→ **Exercise goal**:
Count the lines below that contain the string "pavement", and reply with the number alone.

→ **Supplied entries**:
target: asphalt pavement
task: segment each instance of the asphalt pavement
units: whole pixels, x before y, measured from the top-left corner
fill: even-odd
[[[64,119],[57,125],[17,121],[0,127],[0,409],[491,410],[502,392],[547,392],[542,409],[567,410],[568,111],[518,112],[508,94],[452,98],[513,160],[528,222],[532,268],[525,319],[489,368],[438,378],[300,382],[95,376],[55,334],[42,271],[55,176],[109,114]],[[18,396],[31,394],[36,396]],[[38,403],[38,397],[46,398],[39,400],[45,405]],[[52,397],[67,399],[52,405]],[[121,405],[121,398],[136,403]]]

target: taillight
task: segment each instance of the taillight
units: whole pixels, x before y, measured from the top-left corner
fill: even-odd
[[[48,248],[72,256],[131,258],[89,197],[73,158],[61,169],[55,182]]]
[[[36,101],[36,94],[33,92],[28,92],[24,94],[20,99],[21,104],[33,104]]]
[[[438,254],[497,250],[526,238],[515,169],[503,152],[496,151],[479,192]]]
--
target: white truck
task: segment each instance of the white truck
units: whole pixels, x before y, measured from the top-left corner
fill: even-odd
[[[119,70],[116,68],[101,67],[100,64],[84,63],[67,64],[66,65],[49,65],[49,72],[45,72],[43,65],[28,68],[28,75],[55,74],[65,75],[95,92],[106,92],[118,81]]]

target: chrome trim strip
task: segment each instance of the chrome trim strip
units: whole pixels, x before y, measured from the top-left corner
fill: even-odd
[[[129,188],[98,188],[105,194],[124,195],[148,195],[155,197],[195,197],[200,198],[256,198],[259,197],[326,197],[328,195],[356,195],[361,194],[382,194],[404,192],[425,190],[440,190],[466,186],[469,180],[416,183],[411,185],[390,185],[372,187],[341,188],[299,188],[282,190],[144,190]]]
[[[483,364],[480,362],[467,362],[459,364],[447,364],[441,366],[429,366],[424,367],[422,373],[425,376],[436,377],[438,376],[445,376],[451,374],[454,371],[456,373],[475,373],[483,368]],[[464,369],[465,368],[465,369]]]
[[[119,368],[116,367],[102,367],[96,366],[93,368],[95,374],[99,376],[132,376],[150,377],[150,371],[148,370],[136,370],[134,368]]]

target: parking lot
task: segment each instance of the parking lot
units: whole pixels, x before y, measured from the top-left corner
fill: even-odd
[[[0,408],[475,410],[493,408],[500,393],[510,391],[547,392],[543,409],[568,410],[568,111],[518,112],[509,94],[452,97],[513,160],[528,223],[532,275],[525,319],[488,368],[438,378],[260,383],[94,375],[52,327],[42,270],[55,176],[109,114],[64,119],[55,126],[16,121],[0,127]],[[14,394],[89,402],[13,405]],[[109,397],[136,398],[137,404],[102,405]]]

→ **Written solution**:
2